Data in this exercise =
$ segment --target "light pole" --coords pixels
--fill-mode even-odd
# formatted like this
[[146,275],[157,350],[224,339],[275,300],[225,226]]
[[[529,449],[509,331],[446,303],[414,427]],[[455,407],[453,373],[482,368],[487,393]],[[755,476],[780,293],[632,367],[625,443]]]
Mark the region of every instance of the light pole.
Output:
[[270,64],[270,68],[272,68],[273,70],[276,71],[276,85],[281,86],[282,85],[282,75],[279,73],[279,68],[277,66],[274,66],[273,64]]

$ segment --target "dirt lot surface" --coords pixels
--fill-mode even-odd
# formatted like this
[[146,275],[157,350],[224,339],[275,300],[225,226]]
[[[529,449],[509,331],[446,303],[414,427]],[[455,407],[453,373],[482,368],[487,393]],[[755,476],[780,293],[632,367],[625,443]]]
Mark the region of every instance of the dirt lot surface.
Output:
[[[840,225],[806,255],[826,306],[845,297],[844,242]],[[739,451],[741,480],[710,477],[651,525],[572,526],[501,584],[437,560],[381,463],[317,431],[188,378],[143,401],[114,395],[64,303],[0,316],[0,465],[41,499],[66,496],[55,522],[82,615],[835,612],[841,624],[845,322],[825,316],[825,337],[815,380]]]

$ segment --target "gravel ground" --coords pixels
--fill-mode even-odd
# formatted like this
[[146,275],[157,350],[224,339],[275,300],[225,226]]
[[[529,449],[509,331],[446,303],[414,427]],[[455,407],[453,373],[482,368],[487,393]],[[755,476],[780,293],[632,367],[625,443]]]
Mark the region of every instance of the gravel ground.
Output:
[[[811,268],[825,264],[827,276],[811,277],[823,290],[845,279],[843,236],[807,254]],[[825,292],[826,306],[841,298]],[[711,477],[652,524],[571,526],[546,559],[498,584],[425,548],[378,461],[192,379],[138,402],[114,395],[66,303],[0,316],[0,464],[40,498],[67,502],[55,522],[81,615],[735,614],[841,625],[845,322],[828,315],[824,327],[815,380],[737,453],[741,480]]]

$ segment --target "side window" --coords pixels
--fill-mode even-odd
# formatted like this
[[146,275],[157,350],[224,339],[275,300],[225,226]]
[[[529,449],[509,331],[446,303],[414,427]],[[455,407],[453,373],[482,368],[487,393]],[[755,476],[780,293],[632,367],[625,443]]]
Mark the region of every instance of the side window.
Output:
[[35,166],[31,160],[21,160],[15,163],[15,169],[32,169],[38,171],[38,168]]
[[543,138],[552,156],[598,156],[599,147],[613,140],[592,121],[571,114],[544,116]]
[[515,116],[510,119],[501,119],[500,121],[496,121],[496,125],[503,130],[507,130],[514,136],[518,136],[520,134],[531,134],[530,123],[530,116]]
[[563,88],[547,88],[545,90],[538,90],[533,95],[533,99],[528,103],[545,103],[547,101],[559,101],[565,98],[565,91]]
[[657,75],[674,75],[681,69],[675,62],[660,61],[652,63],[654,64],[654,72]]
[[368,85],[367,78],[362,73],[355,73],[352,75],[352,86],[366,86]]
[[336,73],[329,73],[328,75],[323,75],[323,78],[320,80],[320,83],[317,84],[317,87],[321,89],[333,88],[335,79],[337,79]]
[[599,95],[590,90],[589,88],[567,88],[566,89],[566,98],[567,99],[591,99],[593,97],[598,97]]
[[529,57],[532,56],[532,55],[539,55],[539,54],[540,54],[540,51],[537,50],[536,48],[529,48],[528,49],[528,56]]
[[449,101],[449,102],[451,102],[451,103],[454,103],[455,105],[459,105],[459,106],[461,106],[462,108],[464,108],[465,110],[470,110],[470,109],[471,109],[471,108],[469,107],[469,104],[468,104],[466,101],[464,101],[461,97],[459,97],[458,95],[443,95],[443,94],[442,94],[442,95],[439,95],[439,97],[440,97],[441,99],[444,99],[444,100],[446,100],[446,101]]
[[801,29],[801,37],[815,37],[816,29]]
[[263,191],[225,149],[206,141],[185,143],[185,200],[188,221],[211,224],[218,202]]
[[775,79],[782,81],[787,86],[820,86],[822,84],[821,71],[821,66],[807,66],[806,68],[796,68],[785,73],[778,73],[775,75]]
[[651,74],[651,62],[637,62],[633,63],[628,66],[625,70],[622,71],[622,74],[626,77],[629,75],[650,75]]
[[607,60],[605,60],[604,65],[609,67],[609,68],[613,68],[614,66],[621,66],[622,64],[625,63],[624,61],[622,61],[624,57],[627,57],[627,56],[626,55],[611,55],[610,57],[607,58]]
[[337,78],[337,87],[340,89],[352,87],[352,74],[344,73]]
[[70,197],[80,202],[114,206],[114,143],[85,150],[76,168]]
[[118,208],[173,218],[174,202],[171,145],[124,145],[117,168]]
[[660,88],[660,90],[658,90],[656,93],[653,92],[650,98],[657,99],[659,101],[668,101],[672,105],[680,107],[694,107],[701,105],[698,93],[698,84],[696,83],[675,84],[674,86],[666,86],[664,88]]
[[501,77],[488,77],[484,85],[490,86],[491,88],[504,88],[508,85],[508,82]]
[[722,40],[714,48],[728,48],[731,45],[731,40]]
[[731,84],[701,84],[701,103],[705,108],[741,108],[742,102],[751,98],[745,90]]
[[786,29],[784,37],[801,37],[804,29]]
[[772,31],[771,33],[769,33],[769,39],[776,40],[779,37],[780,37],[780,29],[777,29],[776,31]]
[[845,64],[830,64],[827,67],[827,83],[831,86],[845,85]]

What to produce = Across the data, how many lines contain the string "instance"? Only the number is wanted.

Result of this task = 4